- TASK LIST -
- 1) According to the Common Dialog thread, what name was given to the inserted ActiveX control?
- 2) Output the Common Dialog thread from "Is it possible" to "Function Browse()".
- 3) Using the Common Dialog thread, answer yes or no for each statement and quote the words that decide it: (a) The ActiveX control to insert is the "Microsoft Common Dialog Control." (b) txtOutputFile is a command button. (c) The properties set in the code cannot be set in the property sheet of the ActiveX control.

======== EXCERPTED TEXT

Is it possible to use something like Common Dialog within Access?
If so How do I add it and use it for something like saving paths to files I want to use???
Insert the ActiveX control "Microsoft Common Dialog Control". Then add a command button to your form so when pressed launches the following code. Note that the properties set in this code can be set in the property sheet of the ActiveX control. Also, the name I gave to the ActiveX control is "dlgBrowse"
Function Browse()
On Error GoTo ErrHandler
'******************************************************************************************
'* The following CommonDialog properties can be set via the Custom property dialog box.
'* They are set here in case the custom property is overwritten for some reason.
'******************************************************************************************
Sorry I didn't make myself clear in my original query
What I need to do is allow my users to go off and find a file then I need to store the path complete with file name to allow me to use this later in the report section of this database
Again I am sorry for not explaining myself properly
This is what FancyPrairie has given you, modify the name of txtOutputfile to some variable of your choice. That variable will contain the path of the file that has been selected, you can then save that to your db.
However I am still having a problem with this common dialog query
I have used the code that FancyPrairie provided only to be told by access that the objuect was missing.
I have followed the instructions but it still fails to work,
I have tried examining the code that is what prompted my reply, obviously there is something I am not understanding about the code and how to action it..
Don't forget to set a Reference to "Microsoft Common Dialog Control".
Also, dlgBrowse is the name I gave to the ActiveX control I inserted in my form. If you did not change the name of your ActiveX control to match mine or change dlgBrowse to match yours, you'll have problems. And, as GKProgrammer pointed out, txtOutputFile is a text control.

================
======== DATA BLOCK

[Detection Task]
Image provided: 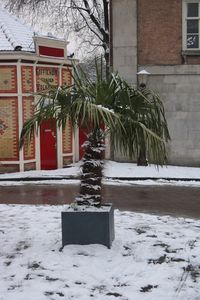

================

- WORKED SOLUTIONS -
- 1) dlgBrowse

- 2)
Is it possible to use something like Common Dialog within Access?
If so How do I add it and use it for something like saving paths to files I want to use???
Insert the ActiveX control "Microsoft Common Dialog Control". Then add a command button to your form so when pressed launches the following code. Note that the properties set in this code can be set in the property sheet of the ActiveX control. Also, the name I gave to the ActiveX control is "dlgBrowse"
Function Browse()

- 3)
(a) Yes: "Insert the ActiveX control "Microsoft Common Dialog Control"."
(b) No: "txtOutputFile is a text control."
(c) No: "Note that the properties set in this code can be set in the property sheet of the ActiveX control."